→ ACTIVITY
Give again, word for word, each line of the data from the first through the one containing "point: beige stone". Pictures stay out.

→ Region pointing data

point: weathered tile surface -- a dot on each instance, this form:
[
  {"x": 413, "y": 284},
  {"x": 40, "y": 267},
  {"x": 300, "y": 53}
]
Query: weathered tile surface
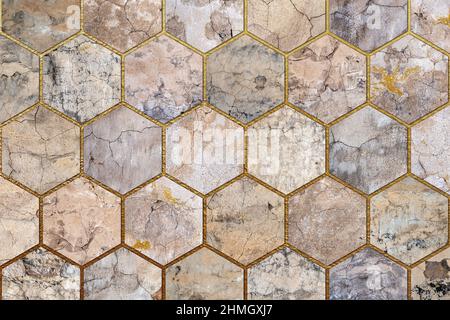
[
  {"x": 122, "y": 24},
  {"x": 286, "y": 24},
  {"x": 286, "y": 275},
  {"x": 368, "y": 275},
  {"x": 19, "y": 220},
  {"x": 409, "y": 79},
  {"x": 163, "y": 220},
  {"x": 204, "y": 275},
  {"x": 41, "y": 24},
  {"x": 327, "y": 78},
  {"x": 204, "y": 24},
  {"x": 81, "y": 220},
  {"x": 368, "y": 150},
  {"x": 163, "y": 79},
  {"x": 245, "y": 79},
  {"x": 409, "y": 220},
  {"x": 368, "y": 24},
  {"x": 245, "y": 220},
  {"x": 430, "y": 154},
  {"x": 41, "y": 275},
  {"x": 119, "y": 146},
  {"x": 122, "y": 275},
  {"x": 327, "y": 220},
  {"x": 41, "y": 149},
  {"x": 205, "y": 149},
  {"x": 81, "y": 79},
  {"x": 286, "y": 150},
  {"x": 19, "y": 79}
]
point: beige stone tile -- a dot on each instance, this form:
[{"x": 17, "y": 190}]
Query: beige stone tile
[
  {"x": 245, "y": 220},
  {"x": 327, "y": 220},
  {"x": 286, "y": 275},
  {"x": 286, "y": 24},
  {"x": 409, "y": 220},
  {"x": 204, "y": 275},
  {"x": 41, "y": 149},
  {"x": 286, "y": 150},
  {"x": 163, "y": 79},
  {"x": 81, "y": 220},
  {"x": 163, "y": 220}
]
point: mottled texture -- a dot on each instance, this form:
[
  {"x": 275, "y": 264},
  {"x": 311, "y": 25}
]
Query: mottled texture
[
  {"x": 204, "y": 275},
  {"x": 119, "y": 146},
  {"x": 163, "y": 79},
  {"x": 430, "y": 280},
  {"x": 163, "y": 220},
  {"x": 204, "y": 24},
  {"x": 368, "y": 275},
  {"x": 327, "y": 78},
  {"x": 286, "y": 24},
  {"x": 245, "y": 220},
  {"x": 19, "y": 79},
  {"x": 41, "y": 24},
  {"x": 430, "y": 150},
  {"x": 286, "y": 275},
  {"x": 286, "y": 150},
  {"x": 41, "y": 275},
  {"x": 122, "y": 24},
  {"x": 81, "y": 220},
  {"x": 368, "y": 150},
  {"x": 431, "y": 20},
  {"x": 368, "y": 24},
  {"x": 327, "y": 220},
  {"x": 19, "y": 220},
  {"x": 409, "y": 220},
  {"x": 205, "y": 149},
  {"x": 409, "y": 79},
  {"x": 40, "y": 149},
  {"x": 81, "y": 79},
  {"x": 245, "y": 79},
  {"x": 122, "y": 275}
]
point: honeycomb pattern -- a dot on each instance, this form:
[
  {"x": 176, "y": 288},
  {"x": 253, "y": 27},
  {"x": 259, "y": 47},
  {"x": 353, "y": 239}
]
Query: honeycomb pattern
[{"x": 240, "y": 149}]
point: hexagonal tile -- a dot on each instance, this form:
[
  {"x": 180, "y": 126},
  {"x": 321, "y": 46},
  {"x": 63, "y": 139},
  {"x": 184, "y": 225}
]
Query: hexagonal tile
[
  {"x": 41, "y": 275},
  {"x": 430, "y": 154},
  {"x": 19, "y": 220},
  {"x": 430, "y": 19},
  {"x": 204, "y": 275},
  {"x": 119, "y": 146},
  {"x": 286, "y": 24},
  {"x": 19, "y": 79},
  {"x": 81, "y": 220},
  {"x": 409, "y": 79},
  {"x": 409, "y": 220},
  {"x": 327, "y": 78},
  {"x": 286, "y": 150},
  {"x": 205, "y": 149},
  {"x": 40, "y": 149},
  {"x": 122, "y": 24},
  {"x": 81, "y": 79},
  {"x": 286, "y": 275},
  {"x": 368, "y": 150},
  {"x": 245, "y": 220},
  {"x": 327, "y": 220},
  {"x": 41, "y": 24},
  {"x": 122, "y": 275},
  {"x": 163, "y": 79},
  {"x": 368, "y": 275},
  {"x": 430, "y": 280},
  {"x": 205, "y": 24},
  {"x": 163, "y": 220},
  {"x": 245, "y": 79},
  {"x": 368, "y": 24}
]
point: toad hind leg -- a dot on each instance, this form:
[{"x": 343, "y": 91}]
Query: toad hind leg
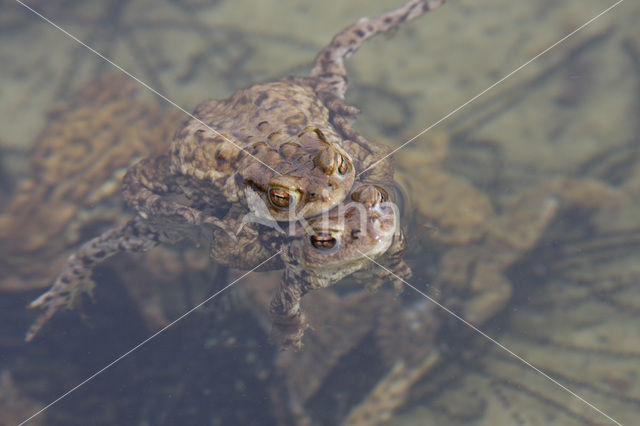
[
  {"x": 75, "y": 278},
  {"x": 329, "y": 66}
]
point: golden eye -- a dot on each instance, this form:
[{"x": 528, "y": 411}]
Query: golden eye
[
  {"x": 279, "y": 198},
  {"x": 323, "y": 241},
  {"x": 343, "y": 166}
]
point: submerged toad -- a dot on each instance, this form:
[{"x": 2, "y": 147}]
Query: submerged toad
[
  {"x": 284, "y": 140},
  {"x": 289, "y": 144}
]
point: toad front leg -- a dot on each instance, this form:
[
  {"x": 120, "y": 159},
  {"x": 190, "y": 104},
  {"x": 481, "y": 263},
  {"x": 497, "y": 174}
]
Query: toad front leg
[{"x": 75, "y": 279}]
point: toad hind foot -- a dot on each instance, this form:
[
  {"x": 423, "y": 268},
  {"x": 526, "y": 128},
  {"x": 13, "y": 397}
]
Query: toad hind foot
[{"x": 75, "y": 279}]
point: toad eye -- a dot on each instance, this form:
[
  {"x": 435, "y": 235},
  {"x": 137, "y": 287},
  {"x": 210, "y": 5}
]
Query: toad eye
[
  {"x": 343, "y": 165},
  {"x": 323, "y": 240},
  {"x": 281, "y": 198}
]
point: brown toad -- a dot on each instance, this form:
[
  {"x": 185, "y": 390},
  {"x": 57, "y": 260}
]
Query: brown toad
[
  {"x": 284, "y": 140},
  {"x": 196, "y": 188}
]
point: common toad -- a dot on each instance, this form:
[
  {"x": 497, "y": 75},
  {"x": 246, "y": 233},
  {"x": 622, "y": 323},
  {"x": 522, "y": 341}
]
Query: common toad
[{"x": 196, "y": 189}]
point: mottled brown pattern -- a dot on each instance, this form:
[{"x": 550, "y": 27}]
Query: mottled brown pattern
[{"x": 282, "y": 150}]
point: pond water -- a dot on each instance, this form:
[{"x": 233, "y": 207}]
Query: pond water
[{"x": 522, "y": 215}]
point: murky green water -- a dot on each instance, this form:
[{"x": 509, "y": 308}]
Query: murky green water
[{"x": 571, "y": 113}]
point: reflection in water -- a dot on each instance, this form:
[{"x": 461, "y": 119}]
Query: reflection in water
[{"x": 574, "y": 303}]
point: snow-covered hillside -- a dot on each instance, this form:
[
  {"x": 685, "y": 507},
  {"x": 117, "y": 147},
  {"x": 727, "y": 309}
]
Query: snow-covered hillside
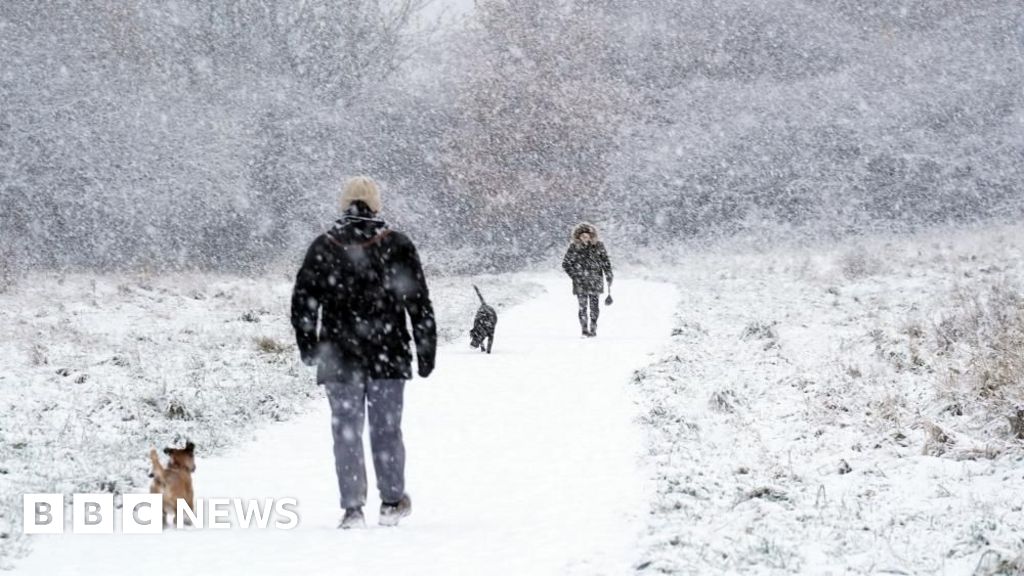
[{"x": 842, "y": 410}]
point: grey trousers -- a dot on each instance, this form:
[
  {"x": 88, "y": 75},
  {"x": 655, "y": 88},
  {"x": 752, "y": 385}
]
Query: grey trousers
[{"x": 384, "y": 401}]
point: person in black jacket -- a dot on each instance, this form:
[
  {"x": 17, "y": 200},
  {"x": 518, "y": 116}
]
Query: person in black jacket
[
  {"x": 360, "y": 280},
  {"x": 588, "y": 264}
]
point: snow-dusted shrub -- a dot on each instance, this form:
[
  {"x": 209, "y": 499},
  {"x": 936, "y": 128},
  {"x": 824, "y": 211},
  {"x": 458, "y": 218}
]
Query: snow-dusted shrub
[
  {"x": 986, "y": 328},
  {"x": 858, "y": 262}
]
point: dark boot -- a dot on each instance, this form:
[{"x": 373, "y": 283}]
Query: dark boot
[
  {"x": 353, "y": 519},
  {"x": 392, "y": 512}
]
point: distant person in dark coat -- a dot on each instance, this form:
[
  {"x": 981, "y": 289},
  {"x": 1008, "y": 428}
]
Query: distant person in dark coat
[
  {"x": 359, "y": 280},
  {"x": 587, "y": 263}
]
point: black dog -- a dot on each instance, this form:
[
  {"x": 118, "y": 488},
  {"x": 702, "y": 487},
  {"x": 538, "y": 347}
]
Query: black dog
[{"x": 483, "y": 325}]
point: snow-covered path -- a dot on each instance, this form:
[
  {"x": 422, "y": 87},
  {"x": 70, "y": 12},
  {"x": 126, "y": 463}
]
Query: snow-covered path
[{"x": 525, "y": 461}]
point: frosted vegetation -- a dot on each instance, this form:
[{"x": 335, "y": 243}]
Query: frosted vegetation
[{"x": 196, "y": 134}]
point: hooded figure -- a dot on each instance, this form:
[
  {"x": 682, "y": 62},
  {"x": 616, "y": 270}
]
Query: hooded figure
[
  {"x": 587, "y": 263},
  {"x": 360, "y": 280}
]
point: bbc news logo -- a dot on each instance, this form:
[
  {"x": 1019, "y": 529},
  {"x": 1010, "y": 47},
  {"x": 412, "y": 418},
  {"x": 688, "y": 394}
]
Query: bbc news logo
[{"x": 142, "y": 513}]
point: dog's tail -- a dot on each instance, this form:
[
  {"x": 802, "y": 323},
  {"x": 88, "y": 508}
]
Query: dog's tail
[{"x": 158, "y": 468}]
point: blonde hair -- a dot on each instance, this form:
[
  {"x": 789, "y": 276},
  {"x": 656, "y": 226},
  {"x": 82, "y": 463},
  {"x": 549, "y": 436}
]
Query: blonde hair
[{"x": 361, "y": 189}]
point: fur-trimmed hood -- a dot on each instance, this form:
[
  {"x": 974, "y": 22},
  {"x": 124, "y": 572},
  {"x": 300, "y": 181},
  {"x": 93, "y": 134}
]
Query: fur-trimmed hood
[{"x": 582, "y": 228}]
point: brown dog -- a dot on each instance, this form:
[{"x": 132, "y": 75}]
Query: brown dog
[{"x": 174, "y": 481}]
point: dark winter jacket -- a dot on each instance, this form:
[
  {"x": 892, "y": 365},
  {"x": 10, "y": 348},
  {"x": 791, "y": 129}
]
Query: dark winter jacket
[
  {"x": 361, "y": 279},
  {"x": 587, "y": 262}
]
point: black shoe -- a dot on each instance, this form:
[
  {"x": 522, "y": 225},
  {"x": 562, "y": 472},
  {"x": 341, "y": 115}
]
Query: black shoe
[
  {"x": 392, "y": 512},
  {"x": 353, "y": 519}
]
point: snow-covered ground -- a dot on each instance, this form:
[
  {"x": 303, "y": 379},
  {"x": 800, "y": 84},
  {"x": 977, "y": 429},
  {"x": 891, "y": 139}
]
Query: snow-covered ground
[
  {"x": 94, "y": 370},
  {"x": 835, "y": 410},
  {"x": 811, "y": 415},
  {"x": 524, "y": 461}
]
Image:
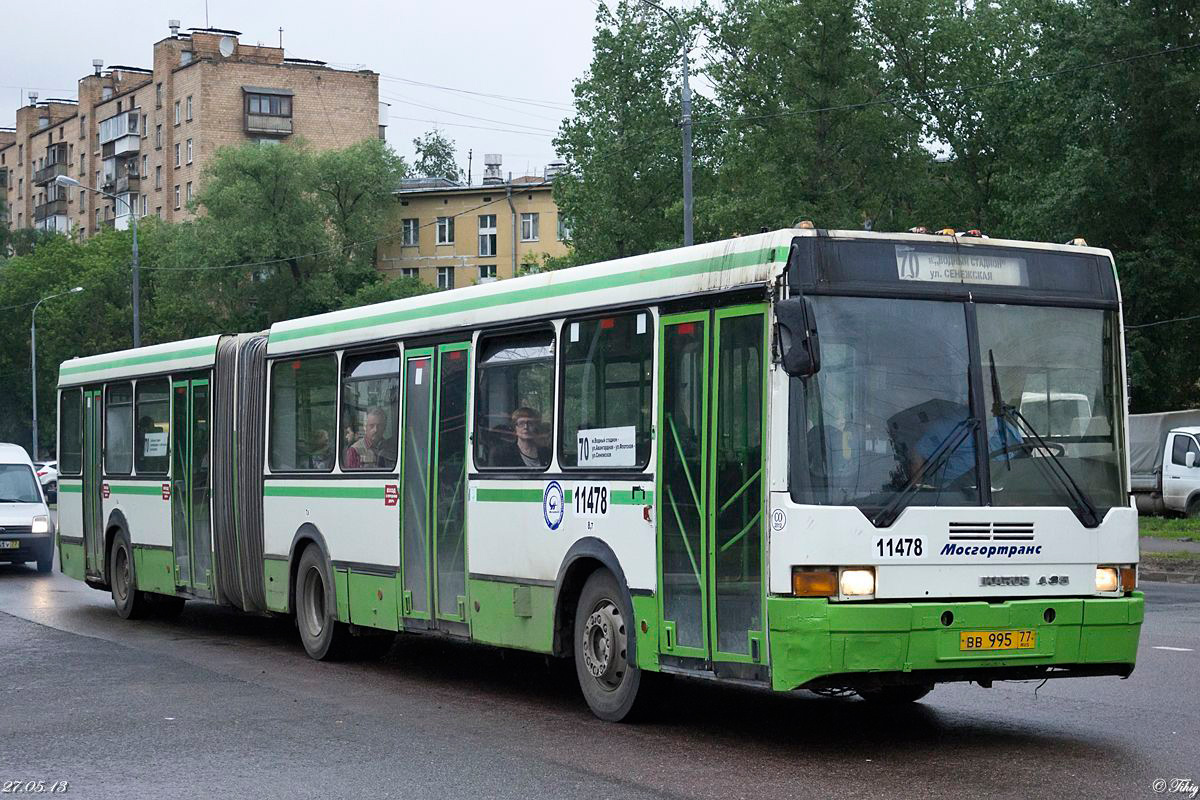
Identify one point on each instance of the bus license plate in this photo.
(1025, 639)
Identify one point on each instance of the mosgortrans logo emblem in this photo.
(991, 551)
(552, 505)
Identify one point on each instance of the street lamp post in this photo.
(33, 358)
(685, 124)
(70, 182)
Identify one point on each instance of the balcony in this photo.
(268, 124)
(48, 173)
(121, 184)
(51, 209)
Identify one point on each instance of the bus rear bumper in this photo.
(816, 643)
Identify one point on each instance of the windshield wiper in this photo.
(953, 440)
(1007, 414)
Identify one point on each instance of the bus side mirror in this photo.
(799, 344)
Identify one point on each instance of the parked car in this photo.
(48, 476)
(1164, 461)
(27, 533)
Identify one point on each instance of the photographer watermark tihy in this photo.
(1180, 786)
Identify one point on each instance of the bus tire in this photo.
(130, 602)
(603, 632)
(895, 695)
(324, 638)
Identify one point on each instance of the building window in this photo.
(119, 429)
(487, 234)
(515, 402)
(370, 410)
(607, 368)
(304, 414)
(445, 230)
(409, 232)
(529, 226)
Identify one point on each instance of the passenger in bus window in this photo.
(372, 450)
(322, 456)
(527, 450)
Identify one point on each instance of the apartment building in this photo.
(450, 234)
(145, 134)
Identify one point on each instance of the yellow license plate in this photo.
(1025, 639)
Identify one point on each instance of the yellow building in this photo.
(453, 235)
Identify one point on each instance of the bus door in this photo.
(190, 519)
(433, 531)
(93, 485)
(711, 488)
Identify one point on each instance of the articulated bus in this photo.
(822, 459)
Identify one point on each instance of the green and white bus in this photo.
(809, 458)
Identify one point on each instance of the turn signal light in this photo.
(1128, 578)
(814, 583)
(1107, 578)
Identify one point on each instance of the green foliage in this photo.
(622, 145)
(436, 156)
(281, 233)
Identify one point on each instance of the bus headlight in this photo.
(858, 582)
(1107, 578)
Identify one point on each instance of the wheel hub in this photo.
(604, 644)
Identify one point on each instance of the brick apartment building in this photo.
(147, 134)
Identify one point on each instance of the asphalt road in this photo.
(223, 704)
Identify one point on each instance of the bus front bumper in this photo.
(816, 643)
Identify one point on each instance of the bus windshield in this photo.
(886, 414)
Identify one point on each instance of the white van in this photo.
(25, 530)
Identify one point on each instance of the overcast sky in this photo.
(521, 48)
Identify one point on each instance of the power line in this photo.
(401, 98)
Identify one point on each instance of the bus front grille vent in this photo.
(990, 531)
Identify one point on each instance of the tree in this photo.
(623, 186)
(436, 156)
(775, 66)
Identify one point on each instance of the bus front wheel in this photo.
(604, 626)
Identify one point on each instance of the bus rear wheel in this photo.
(130, 602)
(324, 638)
(604, 624)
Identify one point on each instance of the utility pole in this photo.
(685, 124)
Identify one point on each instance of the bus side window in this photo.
(304, 414)
(607, 372)
(515, 401)
(119, 429)
(71, 432)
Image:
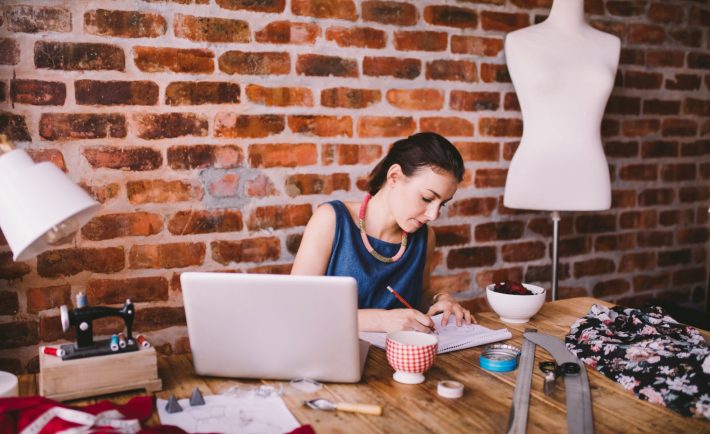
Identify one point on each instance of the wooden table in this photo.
(417, 408)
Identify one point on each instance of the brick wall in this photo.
(209, 130)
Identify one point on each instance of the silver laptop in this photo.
(273, 326)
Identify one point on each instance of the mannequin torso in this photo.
(563, 71)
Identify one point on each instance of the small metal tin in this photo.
(499, 358)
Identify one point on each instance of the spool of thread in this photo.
(143, 342)
(114, 343)
(52, 351)
(450, 389)
(121, 340)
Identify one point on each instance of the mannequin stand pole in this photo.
(555, 253)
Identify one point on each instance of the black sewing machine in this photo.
(82, 316)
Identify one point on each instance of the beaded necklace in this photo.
(366, 242)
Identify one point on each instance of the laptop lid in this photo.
(273, 326)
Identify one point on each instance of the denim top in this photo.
(349, 257)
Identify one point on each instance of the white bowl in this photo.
(516, 309)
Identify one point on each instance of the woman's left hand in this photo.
(447, 304)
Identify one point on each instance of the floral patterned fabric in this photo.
(648, 353)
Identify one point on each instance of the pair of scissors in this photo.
(552, 370)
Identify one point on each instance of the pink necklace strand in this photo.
(366, 242)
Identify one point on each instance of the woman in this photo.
(385, 241)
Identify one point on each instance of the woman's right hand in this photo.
(405, 319)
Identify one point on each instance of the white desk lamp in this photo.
(39, 205)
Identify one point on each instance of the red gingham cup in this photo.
(411, 353)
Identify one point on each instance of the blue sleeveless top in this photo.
(349, 257)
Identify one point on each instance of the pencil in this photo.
(404, 302)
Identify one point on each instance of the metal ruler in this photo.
(577, 393)
(518, 420)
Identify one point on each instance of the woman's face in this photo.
(418, 199)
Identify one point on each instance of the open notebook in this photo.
(451, 337)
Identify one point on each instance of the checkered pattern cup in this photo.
(411, 353)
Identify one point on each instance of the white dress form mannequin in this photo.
(563, 72)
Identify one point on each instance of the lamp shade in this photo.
(39, 205)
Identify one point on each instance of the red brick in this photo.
(279, 217)
(68, 262)
(134, 158)
(447, 126)
(683, 82)
(612, 243)
(255, 63)
(204, 156)
(69, 56)
(610, 287)
(280, 96)
(676, 127)
(247, 250)
(39, 299)
(205, 222)
(452, 235)
(75, 126)
(678, 172)
(479, 151)
(174, 255)
(593, 267)
(640, 127)
(661, 107)
(283, 155)
(286, 32)
(37, 92)
(639, 172)
(656, 196)
(595, 223)
(642, 80)
(9, 52)
(116, 291)
(170, 125)
(499, 231)
(124, 24)
(91, 92)
(210, 29)
(349, 98)
(452, 70)
(454, 283)
(348, 154)
(336, 9)
(407, 69)
(475, 206)
(111, 226)
(362, 37)
(34, 19)
(156, 59)
(500, 127)
(204, 92)
(376, 126)
(503, 21)
(474, 101)
(18, 334)
(271, 6)
(323, 66)
(228, 124)
(321, 126)
(640, 33)
(665, 13)
(303, 184)
(468, 257)
(494, 73)
(522, 252)
(476, 45)
(451, 16)
(390, 12)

→ TASK SOLUTION
point: weathered tile surface -- a dot on each instance, this form:
[
  {"x": 413, "y": 284},
  {"x": 40, "y": 267},
  {"x": 300, "y": 53}
]
Query: weathered tile surface
[
  {"x": 122, "y": 24},
  {"x": 286, "y": 24},
  {"x": 286, "y": 275},
  {"x": 368, "y": 275},
  {"x": 19, "y": 220},
  {"x": 409, "y": 79},
  {"x": 163, "y": 220},
  {"x": 204, "y": 275},
  {"x": 41, "y": 24},
  {"x": 327, "y": 78},
  {"x": 204, "y": 24},
  {"x": 81, "y": 220},
  {"x": 368, "y": 150},
  {"x": 163, "y": 79},
  {"x": 245, "y": 79},
  {"x": 409, "y": 220},
  {"x": 368, "y": 24},
  {"x": 245, "y": 220},
  {"x": 430, "y": 154},
  {"x": 41, "y": 275},
  {"x": 119, "y": 146},
  {"x": 122, "y": 275},
  {"x": 327, "y": 220},
  {"x": 41, "y": 149},
  {"x": 205, "y": 149},
  {"x": 81, "y": 79},
  {"x": 286, "y": 150},
  {"x": 19, "y": 79}
]
point: beige stone tile -- a dot on each instance, this form:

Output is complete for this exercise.